Laurent d’Altoe est également en train de faire une étude sur les forums des journaux en ligne. Il remarque que ce sont les mêmes noms qui reviennent tout le temps et que ceux-ci sont véritablement investis par des militants d’extrême droite (par ex. le mouvement Nation ici en Belgique, qui ne représente pourtant qu’une centaine de personnes). Pour Mateusz Kukulka, il faudrait presque mettre en place des cellules, organisées en mission de contre-militance, qui combattraient et répondraient à ces commentaires sur les forums et réseaux sociaux. Avec l’avènement d’internet, des discours qui étaient autrefois cantonnés à des discussion de café du commerce ont beaucoup plus de diffusion et ça donne l’impression d’être l’opinion majoritaire. Il faut y être attentif.
---+---
■ Exercices ■
**A.** Dans l'extrait sur les forums en ligne, quel mouvement belge d'extrême droite est cité en exemple ?
**B.** Énumérez tous les espaces de discussion, en ligne ou non, que mentionne l'extrait sur les forums en ligne.
**C.** Poursuivez l'extrait sur les forums en ligne après sa dernière phrase.
---+---
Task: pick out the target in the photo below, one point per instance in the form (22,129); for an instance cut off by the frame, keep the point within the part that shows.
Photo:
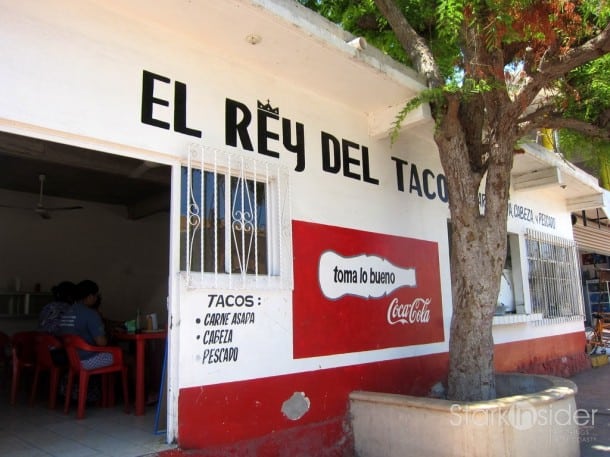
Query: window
(554,277)
(234,231)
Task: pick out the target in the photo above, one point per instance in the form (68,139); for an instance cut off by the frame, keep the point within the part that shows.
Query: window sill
(509,319)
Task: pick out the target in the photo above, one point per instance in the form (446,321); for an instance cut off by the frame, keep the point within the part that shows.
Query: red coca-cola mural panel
(359,291)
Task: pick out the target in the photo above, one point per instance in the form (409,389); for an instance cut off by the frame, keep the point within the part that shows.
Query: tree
(495,71)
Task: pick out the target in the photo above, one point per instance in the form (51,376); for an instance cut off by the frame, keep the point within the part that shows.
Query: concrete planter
(534,415)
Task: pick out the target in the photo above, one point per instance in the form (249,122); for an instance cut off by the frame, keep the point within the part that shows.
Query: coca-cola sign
(359,291)
(416,312)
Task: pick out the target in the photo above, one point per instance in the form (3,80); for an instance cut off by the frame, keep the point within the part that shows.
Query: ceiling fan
(40,209)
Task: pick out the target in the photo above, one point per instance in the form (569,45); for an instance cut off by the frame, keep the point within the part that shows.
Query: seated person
(83,319)
(50,315)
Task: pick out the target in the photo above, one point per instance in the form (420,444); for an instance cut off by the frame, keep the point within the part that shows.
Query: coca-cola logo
(417,312)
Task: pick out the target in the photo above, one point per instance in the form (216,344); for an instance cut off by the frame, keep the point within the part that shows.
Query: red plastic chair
(45,343)
(23,351)
(73,344)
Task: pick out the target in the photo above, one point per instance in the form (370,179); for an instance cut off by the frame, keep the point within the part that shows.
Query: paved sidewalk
(593,402)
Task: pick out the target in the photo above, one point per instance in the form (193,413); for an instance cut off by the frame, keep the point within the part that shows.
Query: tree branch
(559,65)
(416,47)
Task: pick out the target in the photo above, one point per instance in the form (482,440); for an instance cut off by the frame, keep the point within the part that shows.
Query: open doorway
(71,213)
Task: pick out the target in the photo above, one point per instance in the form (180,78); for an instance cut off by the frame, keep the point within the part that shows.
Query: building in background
(302,253)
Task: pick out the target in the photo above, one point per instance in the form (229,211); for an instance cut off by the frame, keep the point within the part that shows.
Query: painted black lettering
(299,146)
(414,184)
(331,153)
(400,179)
(348,160)
(149,99)
(264,134)
(235,127)
(366,167)
(427,176)
(180,111)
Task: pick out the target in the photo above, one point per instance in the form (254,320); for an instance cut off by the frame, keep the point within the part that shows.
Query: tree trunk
(478,253)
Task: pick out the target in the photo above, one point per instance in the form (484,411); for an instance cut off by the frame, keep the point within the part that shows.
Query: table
(140,340)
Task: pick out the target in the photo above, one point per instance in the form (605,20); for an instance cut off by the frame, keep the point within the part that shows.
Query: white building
(331,274)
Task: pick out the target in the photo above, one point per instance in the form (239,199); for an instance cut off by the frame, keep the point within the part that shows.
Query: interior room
(71,213)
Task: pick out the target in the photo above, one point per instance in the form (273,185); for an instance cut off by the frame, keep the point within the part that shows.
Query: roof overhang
(287,41)
(540,168)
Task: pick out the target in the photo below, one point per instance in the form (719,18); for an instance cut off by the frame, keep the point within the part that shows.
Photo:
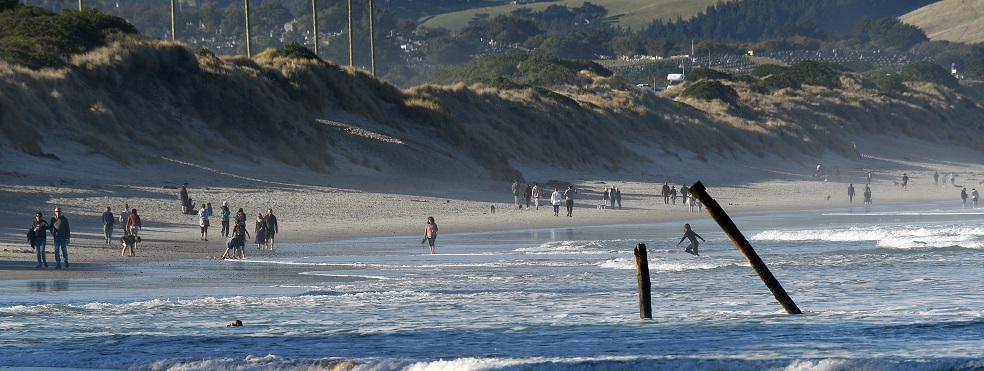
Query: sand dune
(363,201)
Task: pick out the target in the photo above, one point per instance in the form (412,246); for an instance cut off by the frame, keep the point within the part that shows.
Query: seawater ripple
(876,295)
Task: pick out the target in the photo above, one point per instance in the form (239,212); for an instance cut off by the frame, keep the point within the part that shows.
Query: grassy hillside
(135,95)
(634,14)
(951,20)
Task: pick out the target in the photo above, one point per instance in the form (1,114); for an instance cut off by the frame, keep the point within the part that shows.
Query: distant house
(289,26)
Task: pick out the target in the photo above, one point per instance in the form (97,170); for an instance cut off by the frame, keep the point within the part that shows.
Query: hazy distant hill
(952,20)
(634,14)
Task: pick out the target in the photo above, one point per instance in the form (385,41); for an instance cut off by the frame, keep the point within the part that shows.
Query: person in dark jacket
(61,234)
(40,228)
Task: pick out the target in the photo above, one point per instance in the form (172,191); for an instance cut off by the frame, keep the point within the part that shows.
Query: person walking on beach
(270,221)
(692,236)
(555,201)
(133,224)
(569,196)
(430,232)
(186,205)
(129,242)
(259,232)
(604,197)
(515,190)
(527,193)
(203,222)
(108,222)
(224,214)
(124,216)
(618,197)
(685,193)
(40,229)
(61,234)
(237,244)
(241,216)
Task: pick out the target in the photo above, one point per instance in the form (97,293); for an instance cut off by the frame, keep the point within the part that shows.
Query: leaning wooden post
(746,249)
(642,275)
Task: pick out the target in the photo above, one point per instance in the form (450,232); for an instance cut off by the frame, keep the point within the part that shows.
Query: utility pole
(372,41)
(249,50)
(172,21)
(351,55)
(314,12)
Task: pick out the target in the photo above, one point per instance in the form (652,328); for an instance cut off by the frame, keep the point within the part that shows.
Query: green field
(634,14)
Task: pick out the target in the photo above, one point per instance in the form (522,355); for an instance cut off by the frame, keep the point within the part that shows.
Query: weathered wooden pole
(314,13)
(172,21)
(351,53)
(642,275)
(249,49)
(372,41)
(746,249)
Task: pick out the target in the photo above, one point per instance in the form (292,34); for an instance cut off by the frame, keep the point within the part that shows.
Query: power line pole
(351,55)
(372,40)
(172,21)
(314,12)
(249,50)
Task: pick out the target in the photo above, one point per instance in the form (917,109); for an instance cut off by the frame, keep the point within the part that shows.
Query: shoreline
(353,201)
(171,240)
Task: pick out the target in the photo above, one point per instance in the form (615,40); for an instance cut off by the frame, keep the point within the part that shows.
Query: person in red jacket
(430,232)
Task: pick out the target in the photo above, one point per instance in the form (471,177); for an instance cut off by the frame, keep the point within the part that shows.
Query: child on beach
(430,232)
(693,236)
(129,242)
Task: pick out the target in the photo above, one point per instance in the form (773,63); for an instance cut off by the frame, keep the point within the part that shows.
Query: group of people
(952,176)
(131,225)
(61,235)
(265,229)
(611,197)
(532,194)
(867,193)
(974,196)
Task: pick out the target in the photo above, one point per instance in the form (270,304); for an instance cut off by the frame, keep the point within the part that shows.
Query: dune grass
(629,14)
(139,94)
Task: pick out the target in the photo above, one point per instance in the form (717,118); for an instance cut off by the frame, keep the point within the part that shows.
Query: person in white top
(555,199)
(203,215)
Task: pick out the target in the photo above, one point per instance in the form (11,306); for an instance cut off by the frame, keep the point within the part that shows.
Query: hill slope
(634,14)
(951,20)
(136,100)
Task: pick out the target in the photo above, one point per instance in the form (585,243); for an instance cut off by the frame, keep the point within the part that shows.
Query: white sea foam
(677,265)
(888,236)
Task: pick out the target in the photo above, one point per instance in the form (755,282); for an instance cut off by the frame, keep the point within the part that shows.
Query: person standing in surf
(555,201)
(430,232)
(693,236)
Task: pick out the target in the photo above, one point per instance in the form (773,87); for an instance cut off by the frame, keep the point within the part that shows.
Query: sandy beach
(352,201)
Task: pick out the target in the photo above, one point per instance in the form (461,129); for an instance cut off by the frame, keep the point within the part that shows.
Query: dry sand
(355,201)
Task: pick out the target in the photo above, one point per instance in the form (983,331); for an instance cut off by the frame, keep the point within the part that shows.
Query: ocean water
(879,289)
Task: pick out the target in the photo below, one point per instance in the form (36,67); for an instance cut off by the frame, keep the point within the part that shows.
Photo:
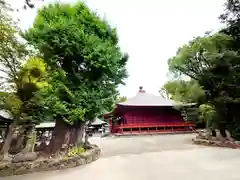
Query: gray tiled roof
(146,99)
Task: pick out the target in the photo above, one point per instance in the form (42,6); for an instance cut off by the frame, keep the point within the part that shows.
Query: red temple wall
(150,116)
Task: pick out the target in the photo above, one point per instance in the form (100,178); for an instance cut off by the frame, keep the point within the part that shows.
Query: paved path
(167,157)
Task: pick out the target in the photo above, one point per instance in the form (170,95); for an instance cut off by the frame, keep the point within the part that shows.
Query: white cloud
(150,31)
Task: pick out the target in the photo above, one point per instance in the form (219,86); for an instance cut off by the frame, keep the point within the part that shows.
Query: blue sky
(150,31)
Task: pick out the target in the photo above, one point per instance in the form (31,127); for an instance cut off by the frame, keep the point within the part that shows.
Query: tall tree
(212,62)
(183,91)
(85,64)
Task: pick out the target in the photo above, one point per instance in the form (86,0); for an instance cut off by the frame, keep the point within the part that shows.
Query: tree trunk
(31,140)
(8,140)
(80,131)
(58,137)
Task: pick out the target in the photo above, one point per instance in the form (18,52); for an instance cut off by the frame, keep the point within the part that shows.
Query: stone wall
(226,144)
(7,169)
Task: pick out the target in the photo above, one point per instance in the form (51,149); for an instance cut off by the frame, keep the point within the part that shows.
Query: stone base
(7,169)
(226,144)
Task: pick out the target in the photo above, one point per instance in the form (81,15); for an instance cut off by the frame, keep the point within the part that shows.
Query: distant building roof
(46,125)
(98,121)
(145,99)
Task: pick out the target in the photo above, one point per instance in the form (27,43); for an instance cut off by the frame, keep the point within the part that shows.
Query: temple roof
(145,99)
(98,121)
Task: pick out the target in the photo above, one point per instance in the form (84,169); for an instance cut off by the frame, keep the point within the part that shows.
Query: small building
(147,113)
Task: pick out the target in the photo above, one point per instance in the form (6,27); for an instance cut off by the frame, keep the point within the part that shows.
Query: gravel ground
(168,157)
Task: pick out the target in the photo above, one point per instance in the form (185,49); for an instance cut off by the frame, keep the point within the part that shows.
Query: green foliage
(212,62)
(75,151)
(84,61)
(183,91)
(207,114)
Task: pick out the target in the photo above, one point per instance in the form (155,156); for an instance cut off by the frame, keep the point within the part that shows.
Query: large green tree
(85,66)
(183,91)
(214,64)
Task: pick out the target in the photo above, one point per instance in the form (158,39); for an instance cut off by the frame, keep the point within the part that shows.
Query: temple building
(147,113)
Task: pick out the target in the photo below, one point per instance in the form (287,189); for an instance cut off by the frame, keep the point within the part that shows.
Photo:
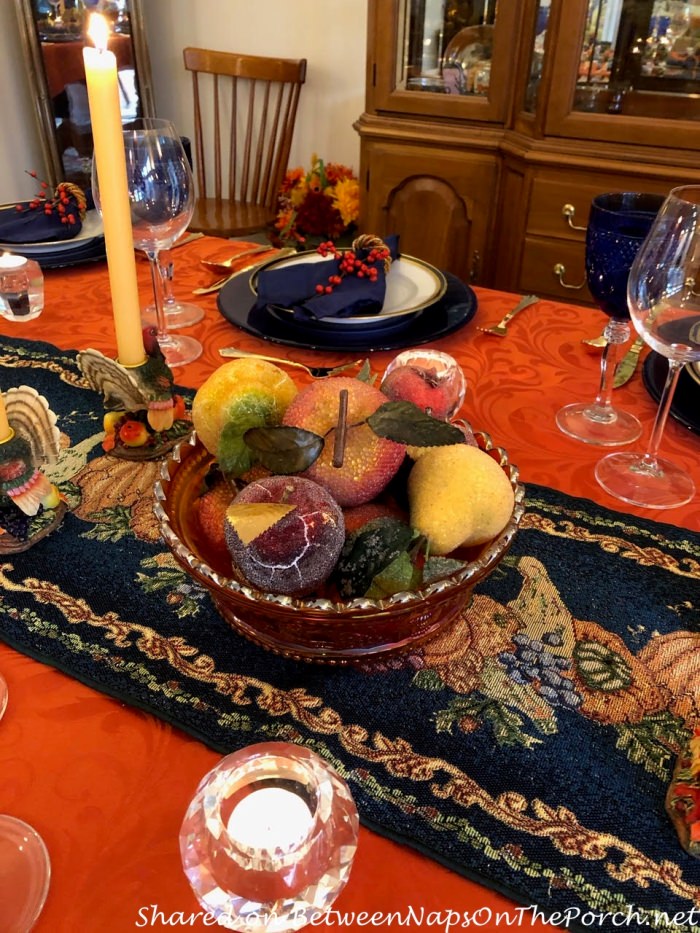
---+---
■ Réponses ■
**A.** Le mouvement Nation, qui ne représente pourtant qu'une centaine de personnes.

**B.** Les forums des journaux en ligne ; les réseaux sociaux ; les discussions de café du commerce.

**C.**
Enfin, les deux intervenants se rejoignent sur l’importance d’avoir une cohérence dans les discours tenus par les militants sur le net : rien n’est plus contre-productif que deux militants d’une organisation qui tiennent un discours différent. Il est donc nécessaire de définir et de communiquer certains points d’argumentaire importants à communiquer (des bullet points) et de donner des guidelines aux militants. Chaque activiste doit aussi être très clair au nom de qui il s’exprime sur les réseaux sociaux : à titre personnel ou au nom de l’organisation ? Attention, parfois le militant est tellement connoté à l’association à laquelle il appartient que s’exprimer à titre personnel ne sera plus possible (ex : Elio Di Rupo ne peut pas traiter Marine Le Pen sur les réseaux sociaux, même à titre personnel).

Merci à Laurent d’Altoe et Mateusz Kukulka pour leurs interventions avisées et pleines d’exemples pratiques sur cette thématique particulièrement intéressante pour écolo j !

Pour aller plus loin : « Internet et militance : je t’aime, moi non plus » de Laurent d’Altoe et Didier Brissa (CEPAG)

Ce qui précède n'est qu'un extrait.